Records from a data collection:
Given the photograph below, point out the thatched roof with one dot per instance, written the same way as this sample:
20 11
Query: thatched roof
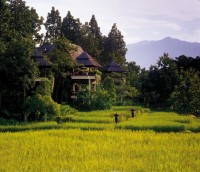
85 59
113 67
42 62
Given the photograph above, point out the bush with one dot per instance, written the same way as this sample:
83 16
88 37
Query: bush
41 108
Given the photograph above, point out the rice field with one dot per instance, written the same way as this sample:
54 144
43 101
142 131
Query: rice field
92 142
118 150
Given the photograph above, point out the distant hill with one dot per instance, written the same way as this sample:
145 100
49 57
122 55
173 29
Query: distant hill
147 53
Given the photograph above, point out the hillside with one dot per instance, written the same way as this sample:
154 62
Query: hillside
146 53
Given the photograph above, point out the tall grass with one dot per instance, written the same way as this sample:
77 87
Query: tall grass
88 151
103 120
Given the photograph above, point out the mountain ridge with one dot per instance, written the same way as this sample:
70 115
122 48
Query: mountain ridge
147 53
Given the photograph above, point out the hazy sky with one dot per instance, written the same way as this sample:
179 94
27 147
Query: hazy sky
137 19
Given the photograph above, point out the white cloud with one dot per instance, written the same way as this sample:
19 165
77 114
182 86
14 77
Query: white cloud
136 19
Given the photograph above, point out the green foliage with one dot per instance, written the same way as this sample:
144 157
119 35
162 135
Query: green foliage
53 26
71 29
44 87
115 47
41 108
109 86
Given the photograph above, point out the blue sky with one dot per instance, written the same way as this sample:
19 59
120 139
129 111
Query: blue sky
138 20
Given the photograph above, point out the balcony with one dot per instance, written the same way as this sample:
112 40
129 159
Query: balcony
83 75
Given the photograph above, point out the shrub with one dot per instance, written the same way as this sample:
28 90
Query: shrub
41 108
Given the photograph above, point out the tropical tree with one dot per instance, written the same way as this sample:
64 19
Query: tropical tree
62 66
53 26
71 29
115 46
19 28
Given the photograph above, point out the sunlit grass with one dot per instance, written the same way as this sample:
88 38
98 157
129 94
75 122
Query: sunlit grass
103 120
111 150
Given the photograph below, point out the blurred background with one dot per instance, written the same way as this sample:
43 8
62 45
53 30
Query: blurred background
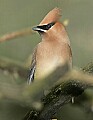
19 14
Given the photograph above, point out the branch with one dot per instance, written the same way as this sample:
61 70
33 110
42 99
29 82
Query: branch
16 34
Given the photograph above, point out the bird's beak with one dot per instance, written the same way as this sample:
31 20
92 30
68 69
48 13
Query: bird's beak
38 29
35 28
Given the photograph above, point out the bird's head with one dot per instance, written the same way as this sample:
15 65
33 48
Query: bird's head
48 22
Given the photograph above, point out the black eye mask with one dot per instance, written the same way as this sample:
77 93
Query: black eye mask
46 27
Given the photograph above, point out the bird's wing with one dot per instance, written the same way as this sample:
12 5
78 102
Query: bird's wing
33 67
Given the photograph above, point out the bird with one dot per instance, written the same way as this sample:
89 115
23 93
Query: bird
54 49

What you should do> Where a line of the data contains the string "below", include it in a count, and state that count alone.

Output for this exercise> 2